**Written task A**.
Can you condense the paragraph beginning "According to Sacunas' research" from the millennials article below into a shorter version that keeps its main facts?

**Excerpt provided**.

————

All About Millennials

Millennials would love that headline, wouldn’t they? After all, aren’t millennials pegged as being the “me” generation? While that’s usually said in jest, I don’t see anything so incredibly wrong with promoting your agenda and believing in your ability to accomplish it. It’s that attitude that’s infiltrating the market, as Pew reports that Millennials have surpassed Generation Xers as the largest generation in the U.S. labor force.

That means a hoard of tech-savvy, video-loving, social go-getters are players in the business world, and that population will continue to grow. If you’re in B2B sales and marketing, then, you’d best be paying attention because your audience has changed. How? Sacunas recently released a report outlining just that. They surveyed 2,000 millennials (i.e., those born between 1979 and 1995) about what causes and social channels they cared about when it came to making B2B purchasing decisions. They learned a lot, including that many millennials are the new purchasing decision makers. In fact, approximately two-thirds of respondents said they were involved in the overall decision making for their respective companies—a number too large to ignore. Here are some high level takeaways from the research before we dive in:

  • Digital is the most important sales and marketing channel for millennial B2B buyers. As a marketer, that means your company’s online presence must be optimized for mobile, user-friendly regardless of device, and chock-full of valuable content to help unify the customer experience.
  • Video is king when it comes to content marketing. Many B2Bers have jumped on the content marketing bandwagon, and with great success. It turns out millennials prefer video to deliver that content, allowing them to feel more of a connection with brands and their messaging.
  • Millennials are looking for meaning, whether it’s in a vendor’s message or social conscience. Marketers should pay attention to the emotional attributes they want their business to reflect and work on creating humanized content and humanized brand experiences around them.

The Importance of Social

According to Sacunas’ research, 85 percent of millennials use social media as they’re researching products or services for their companies. That’s really not too surprising, especially if you consider that most everyone has an internet-capable device on hand at all times these days. In fact, about half of respondents from every demographic reported mobile devices as “very” or “somewhat” important when it comes time to do B2B buying research.

————

Data listing:
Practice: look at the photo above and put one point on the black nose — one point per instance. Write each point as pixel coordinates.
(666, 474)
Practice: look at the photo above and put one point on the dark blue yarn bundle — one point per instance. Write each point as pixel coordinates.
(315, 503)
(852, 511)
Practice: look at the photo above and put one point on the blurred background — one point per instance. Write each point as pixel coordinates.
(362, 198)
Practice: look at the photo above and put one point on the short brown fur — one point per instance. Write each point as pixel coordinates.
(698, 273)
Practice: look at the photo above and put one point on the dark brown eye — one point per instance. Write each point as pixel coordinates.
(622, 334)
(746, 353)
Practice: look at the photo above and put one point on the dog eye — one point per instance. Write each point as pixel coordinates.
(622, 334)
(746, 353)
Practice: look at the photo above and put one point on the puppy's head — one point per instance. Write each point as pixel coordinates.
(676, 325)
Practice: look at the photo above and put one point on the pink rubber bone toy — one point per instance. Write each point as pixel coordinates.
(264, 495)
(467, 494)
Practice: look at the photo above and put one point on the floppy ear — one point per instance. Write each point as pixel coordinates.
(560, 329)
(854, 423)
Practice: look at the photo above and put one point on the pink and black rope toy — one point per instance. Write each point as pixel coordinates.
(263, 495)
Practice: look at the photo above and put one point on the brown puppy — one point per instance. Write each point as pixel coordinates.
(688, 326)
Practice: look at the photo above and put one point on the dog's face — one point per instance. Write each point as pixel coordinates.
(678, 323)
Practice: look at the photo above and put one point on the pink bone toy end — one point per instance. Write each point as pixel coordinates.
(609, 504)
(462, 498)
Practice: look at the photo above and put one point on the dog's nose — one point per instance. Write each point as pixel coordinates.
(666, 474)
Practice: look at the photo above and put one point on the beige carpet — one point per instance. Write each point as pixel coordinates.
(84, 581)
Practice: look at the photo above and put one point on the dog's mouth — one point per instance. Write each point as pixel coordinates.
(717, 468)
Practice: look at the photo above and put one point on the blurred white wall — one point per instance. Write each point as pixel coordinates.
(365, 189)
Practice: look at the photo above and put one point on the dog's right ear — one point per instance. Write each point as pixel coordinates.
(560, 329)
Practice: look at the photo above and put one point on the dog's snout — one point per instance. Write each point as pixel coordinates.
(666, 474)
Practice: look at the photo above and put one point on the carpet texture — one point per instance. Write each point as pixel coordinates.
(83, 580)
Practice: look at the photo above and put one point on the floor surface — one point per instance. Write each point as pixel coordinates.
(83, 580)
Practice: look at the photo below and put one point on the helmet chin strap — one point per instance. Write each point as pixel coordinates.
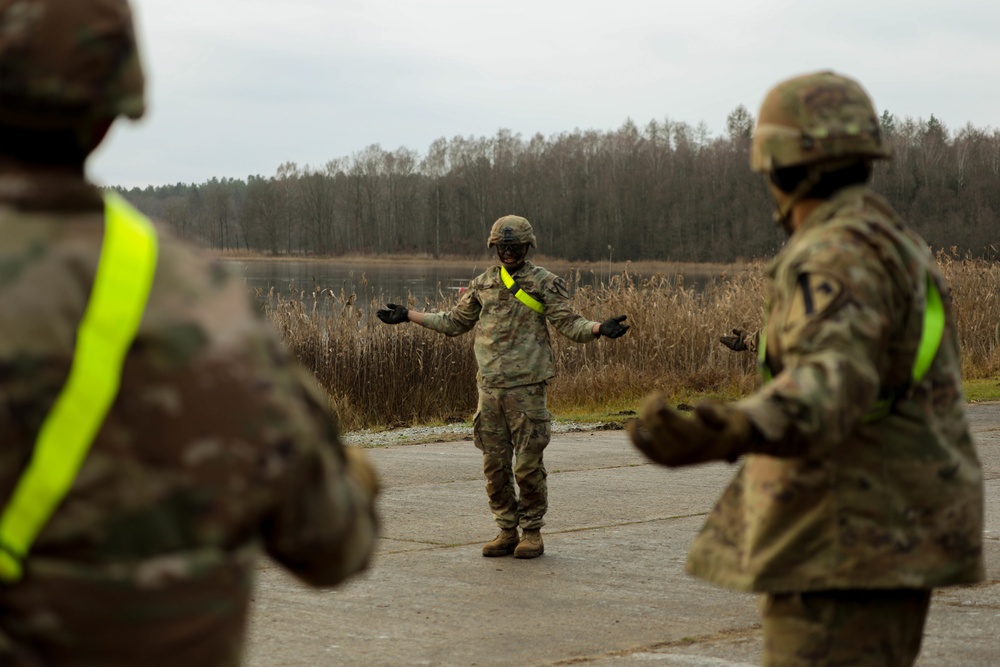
(786, 201)
(516, 265)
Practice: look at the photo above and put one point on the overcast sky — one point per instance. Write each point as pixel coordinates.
(237, 87)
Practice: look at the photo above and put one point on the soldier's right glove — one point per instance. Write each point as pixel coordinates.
(360, 468)
(715, 432)
(613, 327)
(737, 342)
(393, 314)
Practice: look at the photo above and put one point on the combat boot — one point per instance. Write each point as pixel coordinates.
(530, 545)
(503, 544)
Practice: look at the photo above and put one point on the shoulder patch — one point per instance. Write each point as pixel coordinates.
(814, 292)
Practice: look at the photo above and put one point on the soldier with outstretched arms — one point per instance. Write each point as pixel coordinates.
(860, 491)
(513, 304)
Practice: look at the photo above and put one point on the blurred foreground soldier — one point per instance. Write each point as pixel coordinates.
(155, 432)
(861, 490)
(512, 303)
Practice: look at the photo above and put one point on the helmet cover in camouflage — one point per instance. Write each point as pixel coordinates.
(816, 118)
(67, 62)
(511, 229)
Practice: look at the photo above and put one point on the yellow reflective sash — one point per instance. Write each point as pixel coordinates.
(520, 294)
(117, 301)
(930, 343)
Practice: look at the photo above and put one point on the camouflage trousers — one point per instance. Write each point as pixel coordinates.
(848, 628)
(512, 429)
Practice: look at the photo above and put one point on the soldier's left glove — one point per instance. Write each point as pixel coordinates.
(737, 342)
(393, 314)
(715, 432)
(613, 327)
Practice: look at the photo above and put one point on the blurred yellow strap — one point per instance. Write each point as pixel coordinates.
(110, 322)
(930, 343)
(520, 294)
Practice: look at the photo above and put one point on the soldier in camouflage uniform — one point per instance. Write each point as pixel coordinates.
(217, 442)
(515, 361)
(861, 490)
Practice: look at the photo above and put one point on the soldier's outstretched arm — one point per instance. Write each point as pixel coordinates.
(324, 524)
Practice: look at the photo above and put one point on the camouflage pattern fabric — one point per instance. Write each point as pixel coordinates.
(512, 341)
(514, 424)
(217, 444)
(63, 62)
(851, 628)
(831, 500)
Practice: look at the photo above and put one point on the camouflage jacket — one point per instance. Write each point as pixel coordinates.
(834, 500)
(512, 342)
(217, 443)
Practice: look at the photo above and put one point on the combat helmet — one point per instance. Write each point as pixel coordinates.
(816, 118)
(511, 229)
(67, 62)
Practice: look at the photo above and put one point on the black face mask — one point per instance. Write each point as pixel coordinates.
(512, 254)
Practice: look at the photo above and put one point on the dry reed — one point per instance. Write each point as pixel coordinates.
(382, 376)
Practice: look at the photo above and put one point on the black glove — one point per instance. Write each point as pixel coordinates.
(613, 327)
(736, 342)
(393, 314)
(716, 431)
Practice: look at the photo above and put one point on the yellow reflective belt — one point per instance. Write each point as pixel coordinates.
(520, 294)
(117, 301)
(930, 343)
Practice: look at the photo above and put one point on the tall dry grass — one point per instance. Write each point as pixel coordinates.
(379, 375)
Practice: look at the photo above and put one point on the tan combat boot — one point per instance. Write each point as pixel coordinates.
(530, 545)
(502, 545)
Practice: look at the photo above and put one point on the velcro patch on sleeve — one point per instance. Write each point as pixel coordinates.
(814, 294)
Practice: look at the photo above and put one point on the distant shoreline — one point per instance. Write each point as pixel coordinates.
(645, 267)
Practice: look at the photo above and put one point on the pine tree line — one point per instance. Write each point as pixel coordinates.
(666, 191)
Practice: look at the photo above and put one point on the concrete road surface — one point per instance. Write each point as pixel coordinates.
(610, 590)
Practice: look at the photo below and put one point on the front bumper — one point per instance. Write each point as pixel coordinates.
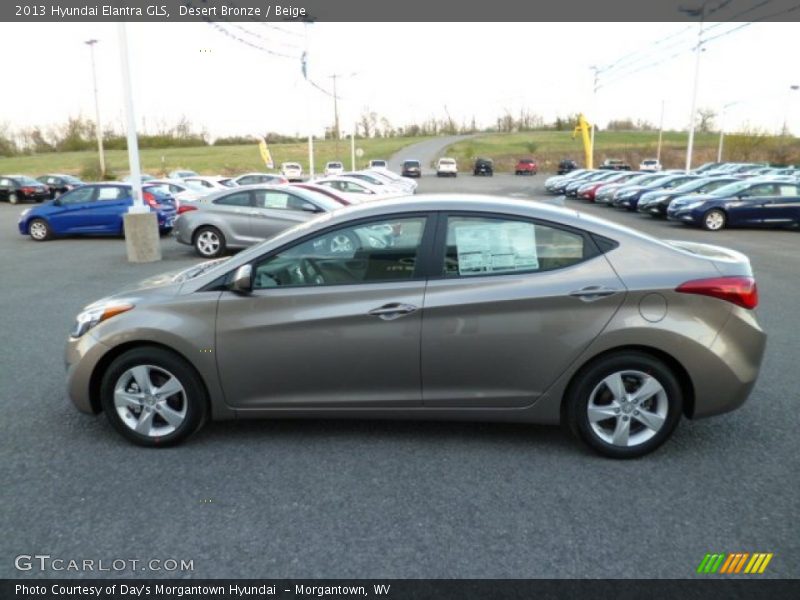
(81, 356)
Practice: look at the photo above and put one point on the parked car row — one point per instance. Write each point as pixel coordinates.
(713, 196)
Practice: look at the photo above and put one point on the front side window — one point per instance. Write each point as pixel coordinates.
(278, 200)
(490, 246)
(373, 252)
(237, 199)
(110, 192)
(83, 194)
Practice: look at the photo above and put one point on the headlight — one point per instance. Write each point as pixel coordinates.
(692, 205)
(94, 315)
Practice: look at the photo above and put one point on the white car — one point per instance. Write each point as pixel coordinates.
(334, 168)
(357, 191)
(259, 178)
(650, 164)
(404, 182)
(212, 184)
(181, 174)
(446, 167)
(181, 190)
(292, 171)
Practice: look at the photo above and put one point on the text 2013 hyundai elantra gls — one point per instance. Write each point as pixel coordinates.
(436, 307)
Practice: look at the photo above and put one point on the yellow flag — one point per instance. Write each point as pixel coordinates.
(265, 155)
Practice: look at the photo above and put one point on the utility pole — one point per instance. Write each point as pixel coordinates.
(594, 116)
(701, 12)
(660, 132)
(98, 127)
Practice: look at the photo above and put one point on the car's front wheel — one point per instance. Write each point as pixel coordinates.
(39, 230)
(624, 405)
(209, 242)
(714, 220)
(153, 397)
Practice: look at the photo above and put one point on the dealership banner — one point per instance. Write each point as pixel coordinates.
(405, 11)
(395, 589)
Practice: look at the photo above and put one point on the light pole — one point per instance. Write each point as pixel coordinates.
(722, 129)
(660, 133)
(140, 225)
(98, 127)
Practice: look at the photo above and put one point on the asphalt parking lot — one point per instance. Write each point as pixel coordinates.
(384, 499)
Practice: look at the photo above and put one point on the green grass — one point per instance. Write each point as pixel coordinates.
(549, 147)
(207, 160)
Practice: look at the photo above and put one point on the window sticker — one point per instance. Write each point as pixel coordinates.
(495, 247)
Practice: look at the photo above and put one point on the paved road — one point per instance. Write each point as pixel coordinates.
(384, 499)
(425, 152)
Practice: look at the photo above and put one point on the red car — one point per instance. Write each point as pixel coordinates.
(526, 166)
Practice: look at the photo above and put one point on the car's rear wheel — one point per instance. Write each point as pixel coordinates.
(209, 242)
(624, 405)
(153, 397)
(714, 220)
(39, 230)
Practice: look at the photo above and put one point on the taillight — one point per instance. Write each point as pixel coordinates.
(742, 291)
(150, 199)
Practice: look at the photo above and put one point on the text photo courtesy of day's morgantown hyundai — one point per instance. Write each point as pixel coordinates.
(413, 300)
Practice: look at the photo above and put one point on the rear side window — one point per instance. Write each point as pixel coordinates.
(492, 246)
(237, 199)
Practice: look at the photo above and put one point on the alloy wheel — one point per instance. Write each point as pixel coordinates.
(150, 401)
(627, 408)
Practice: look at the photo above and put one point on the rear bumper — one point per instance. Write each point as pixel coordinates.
(730, 373)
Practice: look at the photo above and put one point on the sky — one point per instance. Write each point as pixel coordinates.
(407, 72)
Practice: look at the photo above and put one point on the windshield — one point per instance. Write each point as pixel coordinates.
(732, 188)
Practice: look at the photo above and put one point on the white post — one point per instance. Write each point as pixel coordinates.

————

**Written task B**.
Can you filter the data listing above down to only the lines containing the string "surface" and copy each of them? Case counts.

**Full response A**.
Sacunas' research found that 85 percent of millennials use social media when researching products or services for their companies. That isn't surprising, since most people now carry an internet-capable device at all times. About half of respondents in every demographic called mobile devices "very" or "somewhat" important for B2B buying research.

**Full response B**.
Practice: look at the photo above and put one point on the floor surface — one point per instance. Write each point as pixel coordinates.
Practice: look at the photo above and put one point on the concrete road surface — one point per instance. Write each point as pixel coordinates.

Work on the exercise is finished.